DESCRIPTION OF THE TASK: Select every line in the items below that contains the string "decal", and copy each one out in full. Match case exactly.

EXTRACTED RECORDS:
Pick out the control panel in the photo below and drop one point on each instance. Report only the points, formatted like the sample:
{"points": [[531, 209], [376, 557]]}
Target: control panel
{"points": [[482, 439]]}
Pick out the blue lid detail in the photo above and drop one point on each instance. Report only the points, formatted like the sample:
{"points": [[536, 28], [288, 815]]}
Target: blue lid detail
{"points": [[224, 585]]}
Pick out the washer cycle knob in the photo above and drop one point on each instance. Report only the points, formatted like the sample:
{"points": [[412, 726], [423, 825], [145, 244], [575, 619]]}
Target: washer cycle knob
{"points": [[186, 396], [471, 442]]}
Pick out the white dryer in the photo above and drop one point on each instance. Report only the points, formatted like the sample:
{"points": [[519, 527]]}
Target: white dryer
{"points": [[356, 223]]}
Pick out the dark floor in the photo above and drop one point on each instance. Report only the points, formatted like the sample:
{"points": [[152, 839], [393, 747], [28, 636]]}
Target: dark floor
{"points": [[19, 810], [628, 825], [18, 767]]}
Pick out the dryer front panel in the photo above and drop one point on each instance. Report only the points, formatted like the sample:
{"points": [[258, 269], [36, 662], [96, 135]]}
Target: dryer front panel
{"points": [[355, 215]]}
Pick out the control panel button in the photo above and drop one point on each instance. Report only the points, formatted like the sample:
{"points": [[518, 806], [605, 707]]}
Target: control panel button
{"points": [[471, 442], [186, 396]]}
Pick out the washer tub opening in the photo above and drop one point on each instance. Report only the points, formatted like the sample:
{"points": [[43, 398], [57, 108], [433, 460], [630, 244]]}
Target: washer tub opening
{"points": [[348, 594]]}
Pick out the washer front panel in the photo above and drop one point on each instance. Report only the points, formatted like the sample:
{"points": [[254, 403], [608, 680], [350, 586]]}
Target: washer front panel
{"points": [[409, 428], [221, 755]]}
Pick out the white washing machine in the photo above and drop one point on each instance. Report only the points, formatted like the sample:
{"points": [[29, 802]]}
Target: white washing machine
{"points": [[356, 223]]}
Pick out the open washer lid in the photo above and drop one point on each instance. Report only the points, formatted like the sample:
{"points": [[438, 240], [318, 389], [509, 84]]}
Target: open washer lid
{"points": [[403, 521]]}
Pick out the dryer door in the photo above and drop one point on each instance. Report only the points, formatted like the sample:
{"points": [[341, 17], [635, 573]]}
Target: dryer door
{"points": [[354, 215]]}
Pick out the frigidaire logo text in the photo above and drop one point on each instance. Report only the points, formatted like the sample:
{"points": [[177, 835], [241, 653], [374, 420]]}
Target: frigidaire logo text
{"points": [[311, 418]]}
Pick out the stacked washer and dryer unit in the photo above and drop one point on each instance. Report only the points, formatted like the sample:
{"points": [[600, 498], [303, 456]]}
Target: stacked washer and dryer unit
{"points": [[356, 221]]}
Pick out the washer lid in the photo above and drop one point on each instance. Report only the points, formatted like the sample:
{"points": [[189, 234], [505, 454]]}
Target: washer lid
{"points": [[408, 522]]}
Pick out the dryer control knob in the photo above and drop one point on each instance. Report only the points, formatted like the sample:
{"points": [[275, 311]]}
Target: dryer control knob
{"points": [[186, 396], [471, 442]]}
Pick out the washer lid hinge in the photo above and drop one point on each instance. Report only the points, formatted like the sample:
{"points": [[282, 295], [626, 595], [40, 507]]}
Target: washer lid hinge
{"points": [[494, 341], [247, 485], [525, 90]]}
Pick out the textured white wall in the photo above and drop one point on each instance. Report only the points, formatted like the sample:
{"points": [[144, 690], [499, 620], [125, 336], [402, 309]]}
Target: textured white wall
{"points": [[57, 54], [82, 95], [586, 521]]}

--

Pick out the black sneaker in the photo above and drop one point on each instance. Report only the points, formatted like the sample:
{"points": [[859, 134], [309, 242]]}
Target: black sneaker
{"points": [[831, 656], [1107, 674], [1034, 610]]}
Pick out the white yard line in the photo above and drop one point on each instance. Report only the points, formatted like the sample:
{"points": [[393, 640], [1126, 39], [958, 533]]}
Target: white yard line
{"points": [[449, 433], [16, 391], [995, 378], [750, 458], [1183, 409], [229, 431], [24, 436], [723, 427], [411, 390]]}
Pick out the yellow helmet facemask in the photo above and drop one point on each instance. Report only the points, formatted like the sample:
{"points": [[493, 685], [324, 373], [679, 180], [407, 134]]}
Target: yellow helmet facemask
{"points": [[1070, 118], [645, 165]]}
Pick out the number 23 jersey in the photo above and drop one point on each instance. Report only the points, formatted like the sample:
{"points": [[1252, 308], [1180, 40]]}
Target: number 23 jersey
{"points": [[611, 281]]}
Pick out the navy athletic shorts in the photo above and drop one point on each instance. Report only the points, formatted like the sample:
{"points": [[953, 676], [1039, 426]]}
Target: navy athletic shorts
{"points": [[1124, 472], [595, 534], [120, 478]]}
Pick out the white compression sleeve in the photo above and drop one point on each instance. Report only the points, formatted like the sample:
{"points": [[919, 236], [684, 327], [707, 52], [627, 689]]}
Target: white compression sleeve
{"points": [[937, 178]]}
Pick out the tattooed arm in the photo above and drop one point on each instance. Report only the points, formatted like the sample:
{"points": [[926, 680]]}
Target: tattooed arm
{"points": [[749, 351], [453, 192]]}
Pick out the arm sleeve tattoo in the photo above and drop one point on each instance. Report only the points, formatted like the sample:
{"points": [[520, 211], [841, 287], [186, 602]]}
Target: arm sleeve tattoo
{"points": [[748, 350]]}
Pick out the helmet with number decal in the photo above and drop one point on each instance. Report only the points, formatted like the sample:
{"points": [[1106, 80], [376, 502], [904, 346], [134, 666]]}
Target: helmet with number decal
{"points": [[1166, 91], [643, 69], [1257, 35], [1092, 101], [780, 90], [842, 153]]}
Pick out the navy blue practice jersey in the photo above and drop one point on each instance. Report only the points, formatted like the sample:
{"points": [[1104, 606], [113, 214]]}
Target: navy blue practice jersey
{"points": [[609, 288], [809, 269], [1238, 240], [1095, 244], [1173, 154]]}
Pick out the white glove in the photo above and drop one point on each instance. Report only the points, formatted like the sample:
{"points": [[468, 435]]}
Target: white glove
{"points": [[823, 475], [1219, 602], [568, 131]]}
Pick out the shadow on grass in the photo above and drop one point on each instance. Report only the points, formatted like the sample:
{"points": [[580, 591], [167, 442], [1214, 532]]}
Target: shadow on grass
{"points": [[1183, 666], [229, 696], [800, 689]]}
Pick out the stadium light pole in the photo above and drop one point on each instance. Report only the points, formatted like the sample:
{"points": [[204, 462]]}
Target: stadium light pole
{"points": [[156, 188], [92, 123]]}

TASK RESULT:
Pick out the helmet with number decal in the photo above and drop one point on each instance. Report only the points, formatted like the sample:
Target: helmet with number decal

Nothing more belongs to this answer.